- [ESTRATTO DEL DOCUMENTO]:
Napoli, Teatro di San Carlo, Stagione Lirica 2011/2012
“IL PIPISTRELLO”
Balletto in due atti e sette quadri
Coreografia Roland Petit
Musica di Johan Strauss jr.
Bella OLGA ESINA
Johann KYRILL KOURLAEV
Ulrich ENO PECI
Tenore STEFANO SORRENTINO
Orchestra e Corpo di ballo del Teatro di San Carlo
Scuola di ballo del Teatro di San Carlo
Direttore Nicolae Moldoveanu
Scene J.M.Willmotte
Costumi Luisa Spinatelli
Tecnica e luci J. Michel Desiré
Produzione del Teatro alla Scala di Milano
Napoli, 14 aprile 2012
È con le parole di Vittoria Ottolenghi che chi scrive vuole ricordare il compianto Roland Petit, «l’ultimo grande coreografo del nostro tempo realmente capace di evocare e di fondere, sui palcoscenici del mondo, le passioni più scatenate, sia carnali, sia disincarnate. E, questo, nel nostro corpo e nel nostro cervello insieme: così come accade in ogni vero amore».
Il Pipistrello di Johann Strauss figlio, rappresentato al San Carlo nella sua forma originale di operetta (Die Fledermaus, andata in scena a Vienna la domenica di Pasqua del 1874) per circa un ventennio, è stato riprodotto per il Massimo napoletano esclusivamente nella versione per la danza di Petit, a partire dal 5 marzo 1993. La trama, scarna ma godibile, è incentrata sul consueto cliché del marito farfallone, in questo caso notturno seduttore di donne e, pertanto, a ben ragione “pipistrello” pronto a volare via dal letto coniugale col buio delle tenebre. Solo l’astuzia della moglie Bella, consigliata dall’amico di famiglia Ulrich, deus ex machina della montatura destinata a ingannare l’ignaro Johann, farà emergere l’altro topos della stupidità (a dire il vero tutta maschile) dell’uomo che si innamora e insegue una sconosciuta, senza sapere che in realtà si tratta della moglie, opportunamente camuffata.

- [Voci di annotazione delle immagini]:
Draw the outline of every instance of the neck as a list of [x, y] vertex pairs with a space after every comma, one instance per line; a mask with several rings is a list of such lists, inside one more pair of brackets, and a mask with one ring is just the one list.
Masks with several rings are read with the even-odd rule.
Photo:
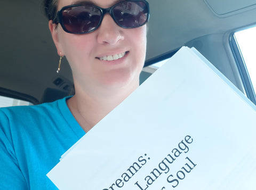
[[76, 94], [68, 100], [68, 106], [81, 127], [87, 133], [138, 86], [97, 94], [89, 94], [76, 87]]

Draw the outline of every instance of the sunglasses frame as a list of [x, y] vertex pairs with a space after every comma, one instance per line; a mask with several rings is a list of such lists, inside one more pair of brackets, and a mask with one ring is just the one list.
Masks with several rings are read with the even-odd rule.
[[[145, 22], [141, 25], [141, 26], [139, 26], [138, 27], [124, 27], [121, 24], [119, 24], [118, 22], [116, 21], [116, 19], [115, 18], [115, 16], [114, 15], [114, 13], [113, 13], [113, 9], [117, 6], [118, 6], [118, 5], [121, 4], [122, 4], [122, 3], [126, 3], [126, 2], [143, 2], [143, 3], [145, 4], [145, 5], [146, 5], [146, 7], [147, 7], [147, 11], [148, 11], [148, 13], [147, 13], [147, 19], [145, 21]], [[95, 27], [95, 28], [92, 30], [90, 30], [88, 32], [72, 32], [72, 31], [70, 31], [69, 30], [68, 30], [65, 25], [64, 25], [64, 23], [63, 22], [63, 19], [62, 19], [62, 13], [63, 12], [66, 10], [67, 9], [68, 9], [68, 8], [70, 8], [70, 7], [75, 7], [75, 6], [84, 6], [84, 5], [90, 5], [92, 7], [95, 7], [95, 8], [97, 8], [98, 9], [99, 9], [100, 11], [100, 15], [101, 15], [101, 17], [100, 17], [100, 20], [99, 22], [99, 24], [97, 25], [97, 26], [96, 27]], [[108, 9], [103, 9], [103, 8], [101, 8], [99, 6], [96, 6], [96, 5], [91, 5], [91, 4], [73, 4], [73, 5], [68, 5], [68, 6], [63, 6], [63, 7], [62, 7], [57, 13], [57, 17], [55, 18], [55, 19], [54, 19], [53, 21], [53, 23], [56, 23], [56, 24], [58, 24], [58, 23], [60, 23], [60, 25], [61, 26], [61, 27], [62, 28], [63, 30], [68, 32], [68, 33], [70, 33], [70, 34], [88, 34], [88, 33], [90, 33], [90, 32], [92, 32], [95, 30], [96, 30], [100, 26], [100, 24], [101, 24], [101, 22], [102, 21], [102, 20], [103, 20], [103, 18], [104, 17], [104, 15], [105, 15], [105, 14], [109, 14], [110, 15], [111, 15], [111, 17], [112, 18], [112, 19], [114, 20], [114, 21], [115, 21], [115, 22], [118, 26], [119, 26], [121, 28], [126, 28], [126, 29], [131, 29], [131, 28], [138, 28], [138, 27], [140, 27], [141, 26], [142, 26], [143, 25], [145, 24], [147, 22], [148, 22], [148, 20], [149, 19], [149, 5], [148, 3], [148, 2], [147, 2], [146, 0], [126, 0], [126, 1], [122, 1], [122, 2], [118, 2], [116, 4], [115, 4], [115, 5], [111, 6], [111, 7], [110, 7], [109, 8], [108, 8]]]

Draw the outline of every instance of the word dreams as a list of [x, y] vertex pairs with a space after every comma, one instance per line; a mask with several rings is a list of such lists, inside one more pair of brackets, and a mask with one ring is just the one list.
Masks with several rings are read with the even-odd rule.
[[[147, 156], [147, 154], [145, 154], [144, 155], [145, 156]], [[147, 159], [150, 160], [150, 158], [148, 157]], [[139, 157], [138, 162], [134, 162], [133, 164], [126, 170], [126, 171], [121, 175], [121, 177], [119, 179], [116, 180], [115, 182], [113, 183], [109, 188], [105, 188], [103, 190], [114, 190], [115, 187], [122, 187], [124, 185], [124, 183], [127, 182], [146, 163], [147, 159], [145, 158], [143, 156]]]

- [ELENCO DEI COMPITI]:
a. Stabilisca se ciascuna delle seguenti affermazioni concorda con il testo sul balletto Il Pipistrello, rispondendo sì o no e citando le parole decisive: (i) lo spettacolo è una produzione del Teatro alla Scala di Milano; (ii) la versione di Petit è stata rappresentata al San Carlo a partire dal 5 marzo 1993; (iii) Ulrich è il fratello di Bella.
b. Secondo il testo sul balletto Il Pipistrello, in quale giorno andò in scena a Vienna Die Fledermaus?
c. Prosegua il testo sul balletto Il Pipistrello a partire dall’ultima frase riportata.

- [RISPOSTE]:
a.
(i) Sì: «Produzione del Teatro alla Scala di Milano».
(ii) Sì: «a partire dal 5 marzo 1993».
(iii) No: «consigliata dall’amico di famiglia Ulrich».

b. La domenica di Pasqua del 1874.

c.
Non è superfluo ribadire la genialità e l’intelligenza coreografica di Roland Petit, scomparso a Ginevra il 10 luglio dello scorso anno. La sua visione moderna del balletto classico, quello della danza d’école, il suo saper coniugare rapidamente passato, innovazione, danza, musica e arti visive, con particolare attenzione per scenografia e costumi, sono ben note a chi conosce il mondo della danza. Il suo inimitabile stile “parigino”, carico di sensualità e raffinatezza, sostenute da un forte impianto tecnico, mantenuto con costanza nella sua per nulla convenzionale linea creativa, emerge nelle scene del balletto mescolando sapientemente comicità e lirismo, drammaticità e leggerezza. I suoi personaggi femminili, tutti ispirati all’amatissima e stimatissima moglie Zizi Jeanmaire, sono forti e seducenti. Così è per Bella, che non si perde d’animo davanti alla sortita notturna del marito da “Maxim’s”, ma si presta al gioco/vendetta organizzato da Ulrich per smascherarlo e dimostrare che l’uomo in perenne ricerca di novità finisce sempre per illudersi e rincorrere quello che non ha. Alla fine, però, quello che in realtà si cerca, sia pure inconsciamente, è la verità e la sicurezza del focolare domestico, ben simboleggiato dal paio di pantofole dapprima stizzosamente rifiutate, ma alla fine accettate di buon grado. L’ormai stanco “pipistello” ha perso le ali (una sorta di Silfide al maschile, sia pure con le dovute differenze…) dopo aver inseguito un sogno che, in realtà, è sempre davanti ai suoi occhi, ma che le vesti consuete di moglie affettuosa non gli avevano permesso di apprezzare.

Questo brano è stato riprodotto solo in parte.